▸ PASSAGE PROVIDED:
A trio of high-profile Hollywood mega-movies kicks off with The Chronicles of Narnia: Prince Caspian. Part two in a proposed series of – gulp – seven C. S. Lewis adaptations, this one begins with the strangely stiff Pevensie children being whisked through a magical London Tube tunnel and back to the land of talking rodents and messianic warmongering lions.
Here, however, 1,300 years have passed since the last Pevensie adventure and Narnia is now controlled by a race of jackbooted fascists called Telemarines. Thus it’s up to the Pevensies, together with the Telemarine defector and titular hero Caspian (Ben Barnes), to organise an army of woodland creatures (including Eddie Izzard’s swashbuckling field mouse), under the leadership of the returning New Testament bully Aslan (Liam Neeson), to face the enemy in two extremely lengthy and proudly frenetic effects-filled battles.

Rows of box annotation data:
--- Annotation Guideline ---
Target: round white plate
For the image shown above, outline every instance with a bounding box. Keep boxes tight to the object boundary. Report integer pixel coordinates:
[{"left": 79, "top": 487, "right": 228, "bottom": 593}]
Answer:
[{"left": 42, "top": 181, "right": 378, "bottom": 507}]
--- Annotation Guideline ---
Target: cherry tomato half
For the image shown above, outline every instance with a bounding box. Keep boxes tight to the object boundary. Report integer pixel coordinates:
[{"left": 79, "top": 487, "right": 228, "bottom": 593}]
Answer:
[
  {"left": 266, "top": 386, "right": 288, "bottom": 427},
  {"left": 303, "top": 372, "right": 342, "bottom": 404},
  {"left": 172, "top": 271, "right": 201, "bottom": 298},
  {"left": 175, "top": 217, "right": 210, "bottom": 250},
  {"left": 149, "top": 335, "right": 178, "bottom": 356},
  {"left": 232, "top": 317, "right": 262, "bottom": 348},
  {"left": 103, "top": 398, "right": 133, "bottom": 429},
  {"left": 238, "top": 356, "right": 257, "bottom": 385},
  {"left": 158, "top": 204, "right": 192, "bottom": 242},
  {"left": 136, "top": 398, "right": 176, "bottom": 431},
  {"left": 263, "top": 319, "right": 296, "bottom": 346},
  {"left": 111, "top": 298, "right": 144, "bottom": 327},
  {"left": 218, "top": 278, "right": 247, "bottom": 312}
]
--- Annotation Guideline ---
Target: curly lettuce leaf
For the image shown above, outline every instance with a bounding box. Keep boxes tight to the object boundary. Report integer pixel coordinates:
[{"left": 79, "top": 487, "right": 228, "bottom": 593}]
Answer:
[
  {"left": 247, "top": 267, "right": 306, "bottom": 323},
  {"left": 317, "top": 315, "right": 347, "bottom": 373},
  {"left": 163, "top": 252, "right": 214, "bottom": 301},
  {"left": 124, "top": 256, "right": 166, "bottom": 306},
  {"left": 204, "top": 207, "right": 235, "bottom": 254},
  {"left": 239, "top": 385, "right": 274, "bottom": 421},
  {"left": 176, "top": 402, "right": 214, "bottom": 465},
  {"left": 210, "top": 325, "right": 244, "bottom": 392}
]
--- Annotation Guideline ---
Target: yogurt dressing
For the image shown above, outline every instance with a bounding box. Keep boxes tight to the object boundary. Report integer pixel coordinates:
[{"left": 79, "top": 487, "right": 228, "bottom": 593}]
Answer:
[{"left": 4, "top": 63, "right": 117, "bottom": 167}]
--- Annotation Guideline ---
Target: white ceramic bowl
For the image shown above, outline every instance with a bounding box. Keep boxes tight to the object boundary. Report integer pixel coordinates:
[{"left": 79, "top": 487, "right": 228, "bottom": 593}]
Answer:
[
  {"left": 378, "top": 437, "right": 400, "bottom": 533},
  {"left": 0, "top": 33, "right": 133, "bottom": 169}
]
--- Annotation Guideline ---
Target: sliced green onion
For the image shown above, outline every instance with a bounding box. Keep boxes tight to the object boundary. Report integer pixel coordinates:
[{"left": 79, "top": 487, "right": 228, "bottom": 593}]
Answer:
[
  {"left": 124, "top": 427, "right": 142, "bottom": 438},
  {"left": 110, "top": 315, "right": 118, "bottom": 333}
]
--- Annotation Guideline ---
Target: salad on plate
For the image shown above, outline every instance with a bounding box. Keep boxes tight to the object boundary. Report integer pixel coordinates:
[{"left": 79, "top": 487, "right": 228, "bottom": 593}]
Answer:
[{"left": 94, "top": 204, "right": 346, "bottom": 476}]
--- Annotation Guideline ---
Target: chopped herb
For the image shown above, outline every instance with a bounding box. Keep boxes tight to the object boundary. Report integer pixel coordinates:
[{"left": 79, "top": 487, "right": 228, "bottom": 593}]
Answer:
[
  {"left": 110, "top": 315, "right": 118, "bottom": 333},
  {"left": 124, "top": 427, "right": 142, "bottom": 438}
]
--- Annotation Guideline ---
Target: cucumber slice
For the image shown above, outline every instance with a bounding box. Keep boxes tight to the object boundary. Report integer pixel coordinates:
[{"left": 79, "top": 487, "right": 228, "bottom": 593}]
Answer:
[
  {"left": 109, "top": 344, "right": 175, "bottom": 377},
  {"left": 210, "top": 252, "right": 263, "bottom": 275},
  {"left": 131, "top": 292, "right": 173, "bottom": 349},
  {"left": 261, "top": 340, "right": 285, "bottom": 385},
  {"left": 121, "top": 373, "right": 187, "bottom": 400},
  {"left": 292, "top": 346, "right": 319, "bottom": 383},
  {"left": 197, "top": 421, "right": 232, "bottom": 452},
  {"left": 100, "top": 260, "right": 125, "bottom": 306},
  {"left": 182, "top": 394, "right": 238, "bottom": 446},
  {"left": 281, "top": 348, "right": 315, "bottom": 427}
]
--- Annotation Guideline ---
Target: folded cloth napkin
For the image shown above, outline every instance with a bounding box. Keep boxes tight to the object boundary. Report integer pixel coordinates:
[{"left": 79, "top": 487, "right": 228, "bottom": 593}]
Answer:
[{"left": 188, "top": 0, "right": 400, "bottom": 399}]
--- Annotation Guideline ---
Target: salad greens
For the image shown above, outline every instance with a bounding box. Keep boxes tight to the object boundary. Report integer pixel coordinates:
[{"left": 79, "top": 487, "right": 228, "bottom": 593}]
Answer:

▸ WRITTEN INSTRUCTION: Pick up the Prince Caspian review right after its final sentence and keep writing it in the same voice.

▸ REPLY TO THE TASK:
The film-makers, perhaps reacting to the sickly sweetness of the first movie, have promised a darker experience this time. And true, a lot of the film takes place at night. Elsewhere the eldest Pevensie, Peter (William Moseley) has been given an indie-kid fringe and a disgruntled scowl, but he still can’t act, while the charismatic newcomer Barnes as the vaguely Hispanic Caspian gets to hiss: “Deed you keel my fathair?”, but is otherwise underused.
Finally, Aslan is not the battling Jesus he was in the first movie, though he remains infuriatingly sanctimonious. This time, instead of suffering the wounds of Christ, he merely roars at the sky, conjuring up computer-generated set pieces whenever the Pevensies are in danger. Which isn’t very dramatically satisfying. But it looks nice.